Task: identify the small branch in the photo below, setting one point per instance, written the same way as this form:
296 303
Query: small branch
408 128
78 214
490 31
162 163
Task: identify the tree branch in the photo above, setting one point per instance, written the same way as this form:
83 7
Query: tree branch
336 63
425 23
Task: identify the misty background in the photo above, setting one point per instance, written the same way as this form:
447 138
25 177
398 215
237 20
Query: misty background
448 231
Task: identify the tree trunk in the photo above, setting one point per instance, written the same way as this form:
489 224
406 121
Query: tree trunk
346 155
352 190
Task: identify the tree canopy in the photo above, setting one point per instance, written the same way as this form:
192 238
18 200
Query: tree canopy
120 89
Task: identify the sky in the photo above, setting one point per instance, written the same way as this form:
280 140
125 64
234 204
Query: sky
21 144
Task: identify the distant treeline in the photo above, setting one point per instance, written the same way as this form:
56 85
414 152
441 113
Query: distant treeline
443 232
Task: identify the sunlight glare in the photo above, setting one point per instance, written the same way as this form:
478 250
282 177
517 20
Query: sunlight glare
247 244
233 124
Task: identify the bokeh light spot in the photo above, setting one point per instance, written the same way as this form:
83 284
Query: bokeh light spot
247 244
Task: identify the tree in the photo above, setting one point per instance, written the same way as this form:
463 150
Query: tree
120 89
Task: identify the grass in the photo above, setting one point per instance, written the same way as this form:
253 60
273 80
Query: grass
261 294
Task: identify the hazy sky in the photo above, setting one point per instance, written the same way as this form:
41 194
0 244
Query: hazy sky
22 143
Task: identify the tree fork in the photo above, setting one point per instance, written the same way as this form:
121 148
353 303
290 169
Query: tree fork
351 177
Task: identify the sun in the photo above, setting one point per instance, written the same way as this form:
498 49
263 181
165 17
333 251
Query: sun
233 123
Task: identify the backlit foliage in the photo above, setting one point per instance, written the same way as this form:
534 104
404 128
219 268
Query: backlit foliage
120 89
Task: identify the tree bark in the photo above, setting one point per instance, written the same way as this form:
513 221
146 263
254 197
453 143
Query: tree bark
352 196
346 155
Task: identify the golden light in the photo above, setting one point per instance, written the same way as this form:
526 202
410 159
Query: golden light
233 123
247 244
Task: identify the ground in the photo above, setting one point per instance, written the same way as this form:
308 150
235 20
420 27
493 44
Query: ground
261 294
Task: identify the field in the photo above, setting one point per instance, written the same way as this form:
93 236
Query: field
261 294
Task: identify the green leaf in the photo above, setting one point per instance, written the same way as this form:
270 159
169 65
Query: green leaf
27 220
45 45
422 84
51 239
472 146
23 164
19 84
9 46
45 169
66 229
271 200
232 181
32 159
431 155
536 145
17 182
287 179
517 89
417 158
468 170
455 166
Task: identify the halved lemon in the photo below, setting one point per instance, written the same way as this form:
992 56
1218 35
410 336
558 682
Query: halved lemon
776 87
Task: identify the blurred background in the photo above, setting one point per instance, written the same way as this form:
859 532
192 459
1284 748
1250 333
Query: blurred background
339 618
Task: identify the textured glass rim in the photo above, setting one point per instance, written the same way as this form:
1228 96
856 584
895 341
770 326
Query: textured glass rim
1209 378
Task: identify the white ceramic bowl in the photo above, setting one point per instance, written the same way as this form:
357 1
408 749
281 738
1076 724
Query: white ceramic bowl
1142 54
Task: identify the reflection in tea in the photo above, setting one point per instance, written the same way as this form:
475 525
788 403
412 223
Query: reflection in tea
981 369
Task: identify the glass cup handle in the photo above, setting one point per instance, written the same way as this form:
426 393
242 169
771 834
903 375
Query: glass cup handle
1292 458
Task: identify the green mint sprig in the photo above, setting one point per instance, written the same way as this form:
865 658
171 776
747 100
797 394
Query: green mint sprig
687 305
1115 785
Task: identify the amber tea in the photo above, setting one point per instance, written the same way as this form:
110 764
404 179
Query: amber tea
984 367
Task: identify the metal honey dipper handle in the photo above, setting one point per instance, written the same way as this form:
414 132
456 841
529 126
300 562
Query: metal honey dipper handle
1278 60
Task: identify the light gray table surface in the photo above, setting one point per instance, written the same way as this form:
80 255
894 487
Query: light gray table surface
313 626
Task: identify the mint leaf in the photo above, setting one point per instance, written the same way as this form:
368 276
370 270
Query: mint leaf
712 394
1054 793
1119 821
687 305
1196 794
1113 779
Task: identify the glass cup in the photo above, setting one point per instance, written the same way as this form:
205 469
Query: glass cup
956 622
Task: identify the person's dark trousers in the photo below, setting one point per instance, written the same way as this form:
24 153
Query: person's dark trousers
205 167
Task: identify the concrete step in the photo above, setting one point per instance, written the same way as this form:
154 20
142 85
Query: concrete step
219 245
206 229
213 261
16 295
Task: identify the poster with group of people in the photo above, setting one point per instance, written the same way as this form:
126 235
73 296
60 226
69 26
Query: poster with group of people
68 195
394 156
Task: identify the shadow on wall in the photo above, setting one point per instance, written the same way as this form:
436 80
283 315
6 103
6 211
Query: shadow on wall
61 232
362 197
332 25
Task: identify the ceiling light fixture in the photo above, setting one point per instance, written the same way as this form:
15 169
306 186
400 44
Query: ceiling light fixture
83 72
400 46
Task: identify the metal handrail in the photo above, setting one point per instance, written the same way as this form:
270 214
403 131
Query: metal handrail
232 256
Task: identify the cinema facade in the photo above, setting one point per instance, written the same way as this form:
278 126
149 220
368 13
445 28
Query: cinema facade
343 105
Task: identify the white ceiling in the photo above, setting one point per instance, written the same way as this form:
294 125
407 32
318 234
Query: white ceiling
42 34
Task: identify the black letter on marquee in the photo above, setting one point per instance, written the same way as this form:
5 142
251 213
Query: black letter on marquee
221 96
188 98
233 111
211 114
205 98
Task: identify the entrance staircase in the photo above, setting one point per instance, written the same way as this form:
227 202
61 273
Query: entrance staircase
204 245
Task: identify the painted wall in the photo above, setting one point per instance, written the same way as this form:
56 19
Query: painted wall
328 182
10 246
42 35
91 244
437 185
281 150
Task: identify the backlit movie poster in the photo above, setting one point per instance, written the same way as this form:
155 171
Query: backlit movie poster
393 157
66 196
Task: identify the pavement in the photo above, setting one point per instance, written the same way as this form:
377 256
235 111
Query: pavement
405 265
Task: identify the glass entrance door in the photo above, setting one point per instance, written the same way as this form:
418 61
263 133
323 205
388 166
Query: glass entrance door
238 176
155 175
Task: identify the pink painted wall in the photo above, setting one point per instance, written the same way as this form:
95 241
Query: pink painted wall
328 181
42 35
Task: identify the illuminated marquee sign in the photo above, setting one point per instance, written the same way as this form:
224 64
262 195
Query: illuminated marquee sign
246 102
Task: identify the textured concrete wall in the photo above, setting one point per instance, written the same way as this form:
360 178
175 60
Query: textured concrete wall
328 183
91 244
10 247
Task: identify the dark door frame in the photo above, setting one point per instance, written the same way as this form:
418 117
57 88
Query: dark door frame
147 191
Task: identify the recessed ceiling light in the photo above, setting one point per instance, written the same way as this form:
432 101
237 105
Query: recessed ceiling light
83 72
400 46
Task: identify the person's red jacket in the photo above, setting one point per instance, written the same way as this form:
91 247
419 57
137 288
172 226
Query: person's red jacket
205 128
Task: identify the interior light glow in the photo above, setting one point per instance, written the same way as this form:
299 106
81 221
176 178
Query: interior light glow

::::

§ TASK: Each line above must be reproduced exactly as it stands.

§ EXERCISE RESPONSE:
Task: identify the small branch in the photo below, setting one point per instance, written the same way as this form:
296 303
Query: small branch
408 128
78 214
490 31
162 163
Task: identify the tree branch in the photo above, setting one point per instance, written the same way as this form:
83 7
Query: tree branch
336 63
425 23
Task: identify the misty background in the photo above, setting one point per instance, written the same way as this form:
447 138
25 177
398 215
237 20
Query: misty background
448 231
Task: identify the tree trunk in the photo above, setting one point per instance, written the same way as this form:
489 224
406 121
Query: tree trunk
346 155
352 190
Task: identify the tree canopy in the photo above, setting one point per instance, written the same way as this form:
192 238
18 200
Query: tree canopy
120 89
Task: identify the sky in the photo above, setting one point per instance, written the same way as this form:
280 140
125 64
234 204
Query: sky
21 144
Task: identify the distant treeline in the photo above, setting one point per instance, written the same way as this form:
56 85
414 152
441 113
Query: distant treeline
443 232
Task: identify the sunlight glare in the photo above, setting one point per instance, written the same way as this form:
478 250
282 177
517 20
Query: sunlight glare
247 244
233 124
Task: identify the bokeh light spot in the photo above, setting one point per instance, written the same way as this form:
83 284
Query: bokeh light spot
247 244
Task: identify the tree in the photo above, setting one point per instance, written the same way as this form:
463 150
Query: tree
120 89
Task: identify the grass in the photo above, setting one point per instance, written the same way as this form:
253 60
273 80
Query: grass
261 294
Task: identify the hazy sky in the photo above, setting one point per instance, written the same way as this form:
41 194
0 244
Query: hazy sky
22 143
Task: identify the tree fork in the photo above, setting one point per instance, written the same way as this form:
121 148
353 303
290 169
Query: tree fork
351 177
Task: identify the sun in the photo above, setting one point per instance, written the same way as this form:
498 49
263 181
165 17
333 251
Query: sun
233 123
Task: identify the backlit foliage in the photo above, setting one point per instance, written the same way as this form:
534 104
404 128
219 268
Query: backlit foliage
120 89
Task: identify the tree bark in the photo above, setting one point per instance, written the same way as this form:
513 221
146 263
254 197
453 143
Query: tree bark
352 196
346 155
Task: identify the golden light in the photo above, setting one point per instance, written the same way as this form:
526 202
410 159
Query: golden light
233 123
247 244
Task: identify the ground in the photo above, setting one point per instance, written the same way as this form:
308 150
235 20
420 27
493 44
Query: ground
261 294
Task: identify the field in the photo above, setting one point per instance, written the same way as this form:
93 236
Query: field
261 294
Task: identify the green leaf in the photo above, setting one point per instance, written the same way as this form:
270 159
169 65
Query: green leaf
27 220
45 45
422 84
51 239
472 146
23 164
19 84
9 46
45 169
66 229
271 200
232 181
32 159
431 155
536 145
17 182
287 179
517 89
417 158
468 170
455 166
Task: identify the halved lemon in the photo below, setting one point per instance, written the same way as this form:
992 56
1218 35
410 336
558 682
Query: halved lemon
776 87
Task: identify the blurred background in the photo above, setting one point per instance, written the same way as this form:
859 532
192 459
1284 748
1250 333
Query: blurred background
339 618
Task: identify the textured glass rim in the photo above, setting one point per instance, written the same way as this form:
1228 96
856 584
895 341
770 326
Query: textured glass rim
1209 378
Task: identify the white ceramic bowl in the photo above, setting one point per instance, written the same way as this form:
357 1
408 749
281 738
1076 724
Query: white ceramic bowl
1142 54
Task: identify the reflection in tea in the photo above, setting one point per instance, written the same way as this form:
475 525
788 403
412 223
Query: reflection in tea
981 369
Task: identify the glass cup handle in the photo above, setting one point per instance, written the same way as this form:
426 393
242 169
771 834
903 375
Query: glass cup handle
1292 458
Task: identify the green mint sprig in the photo above, setting one point per instance, written the same way as this form:
865 658
171 776
747 100
797 394
Query: green mint sprig
687 305
1115 785
Task: identify the amber tea in the photo above, setting one point per instance, written the same way as this form:
110 764
404 179
Query: amber tea
984 367
Task: identify the metal honey dipper handle in the photo above, setting one point per instance, written the same way as this form:
414 132
456 841
529 126
300 562
Query: metal honey dipper handle
1278 60
Task: identify the light gray table surface in the photo above, setting one point per instance, written the same way as this form:
80 255
894 487
Query: light gray table surface
313 626
Task: identify the mint leaf in the photo above, setting one point per instance, written the same way as this form:
368 276
370 270
Query: mint leaf
712 394
1054 793
1119 821
687 305
1196 794
1113 779
Task: identify the glass cup in the photo above, setting one point per instance, written the same way as this form:
205 469
Query: glass cup
956 622
Task: identify the person's dark trousers in the photo below, setting one point per instance, written the same way as this form:
24 153
Query: person's dark trousers
205 167
Task: identify the concrete step in the photo above, setting one point per instance, written the same way as this form:
154 20
142 85
Query: concrete step
219 245
206 229
213 261
16 295
Task: identify the poster with group of people in the photo above, setting one point per instance, written the same way as this form:
126 235
73 296
60 226
69 26
Query: poster with group of people
68 195
394 156
Task: identify the shadow on wall in the photo above, setting one point per instance, written the same way as this form:
436 80
283 315
6 103
6 211
Query: shadow on wall
61 232
362 197
332 25
Task: identify the ceiling light fixture in the photo above, setting one point per instance, written the same way as this form:
15 169
306 186
400 44
Query: ceiling light fixture
83 72
400 46
Task: identify the metal handrail in the photo above, setting one point per instance, written the same way as this form:
270 214
403 131
Query: metal handrail
232 256
Task: identify the cinema facade in the photo above, setting one point per instance, written the same way as this form:
278 126
149 220
368 13
445 28
Query: cinema facade
343 105
Task: identify the white ceiling in the photo above, setting one point per instance, written the same way as this form:
294 125
407 32
318 234
Query: white ceiling
42 34
Task: identify the black letter on marquee in the photo above, setting one point per instance, written the same way as this form:
5 142
251 213
Query: black letter on marquee
221 96
188 98
233 111
211 114
205 98
Task: identify the entrance staircase in the photo above, setting one point per instance, written the same way as this form:
227 202
61 273
Query: entrance staircase
204 245
Task: identify the painted wall in the photo above, setting one point per instance, written the same way as this form:
56 19
Query: painted wall
328 182
10 246
42 35
91 244
437 185
281 150
Task: identify the backlit movie poster in the photo above, setting one point per instance, written the same way as this form:
155 171
Query: backlit movie poster
393 157
66 196
Task: identify the pavement in the photo above, setting one point per instance, written the same way as this form:
377 256
235 111
Query: pavement
405 265
Task: identify the glass entrance door in the photo above, setting one point per instance, written the same way as this form:
418 61
263 133
323 205
388 166
Query: glass entrance door
238 176
155 175
Task: identify the pink painted wall in the photo above, setting one point per instance, written the same way as this form:
95 241
Query: pink painted wall
328 181
42 35
Task: identify the illuminated marquee sign in the photo above, setting one point per instance, written the same way as this form:
224 64
262 195
Query: illuminated marquee sign
246 102
Task: identify the textured concrete wall in the photo above, setting one point per instance, written the same way as this form:
360 178
175 60
Query: textured concrete wall
328 183
91 244
10 247
Task: identify the dark door frame in the photo above, setting one point per instance, written the same way as this form:
418 117
57 88
Query: dark door frame
147 191
Task: identify the recessed ceiling light in the photo above, setting one point per instance, written the same way as this form:
432 101
237 105
Query: recessed ceiling light
83 72
400 46
Task: identify the person's red jacket in the photo above, setting one point per instance, written the same way as this form:
91 247
419 57
137 288
172 226
Query: person's red jacket
205 128
Task: identify the interior light glow in the photo above, setting one point per instance, written the same way as this form:
299 106
81 221
176 178
Query: interior light glow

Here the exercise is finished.